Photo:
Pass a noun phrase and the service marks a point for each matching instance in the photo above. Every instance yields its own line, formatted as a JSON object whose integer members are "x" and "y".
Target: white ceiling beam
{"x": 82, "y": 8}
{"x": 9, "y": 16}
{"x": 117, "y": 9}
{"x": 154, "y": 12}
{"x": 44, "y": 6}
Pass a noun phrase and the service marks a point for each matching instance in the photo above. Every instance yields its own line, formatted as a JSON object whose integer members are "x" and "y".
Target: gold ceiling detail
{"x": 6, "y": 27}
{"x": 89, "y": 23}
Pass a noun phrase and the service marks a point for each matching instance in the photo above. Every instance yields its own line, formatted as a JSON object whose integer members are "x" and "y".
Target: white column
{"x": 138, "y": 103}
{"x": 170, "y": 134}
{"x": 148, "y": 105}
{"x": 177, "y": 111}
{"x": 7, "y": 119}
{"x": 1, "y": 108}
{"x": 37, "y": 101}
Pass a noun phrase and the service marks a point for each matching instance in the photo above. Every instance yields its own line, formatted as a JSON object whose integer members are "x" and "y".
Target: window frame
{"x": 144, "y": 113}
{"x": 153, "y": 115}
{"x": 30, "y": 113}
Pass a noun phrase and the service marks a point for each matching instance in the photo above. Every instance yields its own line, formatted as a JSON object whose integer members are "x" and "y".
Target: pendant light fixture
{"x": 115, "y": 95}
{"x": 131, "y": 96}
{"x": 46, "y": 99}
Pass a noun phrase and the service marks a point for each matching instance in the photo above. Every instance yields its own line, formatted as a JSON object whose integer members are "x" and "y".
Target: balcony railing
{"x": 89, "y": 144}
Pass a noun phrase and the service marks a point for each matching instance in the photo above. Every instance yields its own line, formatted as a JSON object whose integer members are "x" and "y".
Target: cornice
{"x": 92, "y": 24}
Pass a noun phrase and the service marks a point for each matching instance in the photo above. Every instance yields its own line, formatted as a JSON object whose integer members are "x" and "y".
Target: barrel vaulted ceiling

== Task requirements ==
Write each line above out exactly.

== Solution for this problem ==
Photo:
Pass a noun phrase and the service marks a point for each matching instance in the photo above. Every instance yields its own line, formatted as a JSON object whose integer members are "x" and "y".
Target: white ceiling beam
{"x": 82, "y": 8}
{"x": 9, "y": 16}
{"x": 117, "y": 9}
{"x": 154, "y": 12}
{"x": 44, "y": 6}
Pass a noun phrase and the service marks a point for each matching instance in the photo above. Every instance yields its own line, formatted as a JSON object whose integer members are "x" and "y".
Target: gold ceiling detail
{"x": 6, "y": 27}
{"x": 89, "y": 23}
Pass a noun phrase and the service marks a point for each matching instance in the photo above. Every instance yields its own line, formatted as a JSON object whose integer members are "x" and "y".
Target: white column
{"x": 138, "y": 103}
{"x": 170, "y": 134}
{"x": 148, "y": 105}
{"x": 177, "y": 111}
{"x": 7, "y": 119}
{"x": 1, "y": 108}
{"x": 37, "y": 101}
Pass a noun phrase and the service marks a point for each matching instance in the photo above. Every instance yields its own line, formatted as a JSON object whose integer members are "x" and "y".
Target: window frame
{"x": 144, "y": 113}
{"x": 153, "y": 115}
{"x": 30, "y": 113}
Pass a noun phrase and the service marks a point for each matching instance in the photo above. Every instance yields its own line, formatted as a JSON object whose integer members are "x" and "y".
Target: pendant light fixture
{"x": 115, "y": 95}
{"x": 131, "y": 96}
{"x": 46, "y": 99}
Pass a noun phrase and the service marks a point for each matching instance in the photo above. Every instance yields its own line, formatted as a JSON object whose integer members are "x" and "y".
Target: balcony railing
{"x": 89, "y": 144}
Pass a noun phrase and the service marks a point for each matching instance in the photo above. Every instance yields its own line, formatted as a JSON object whose integer members are "x" and "y".
Target: cornice
{"x": 92, "y": 24}
Pass a noun phrase and the service marks a point for each matching instance in the photo above. Every instance yields its own line, formatted as a JSON object whose integer members are "x" and "y".
Target: barrel vaulted ceiling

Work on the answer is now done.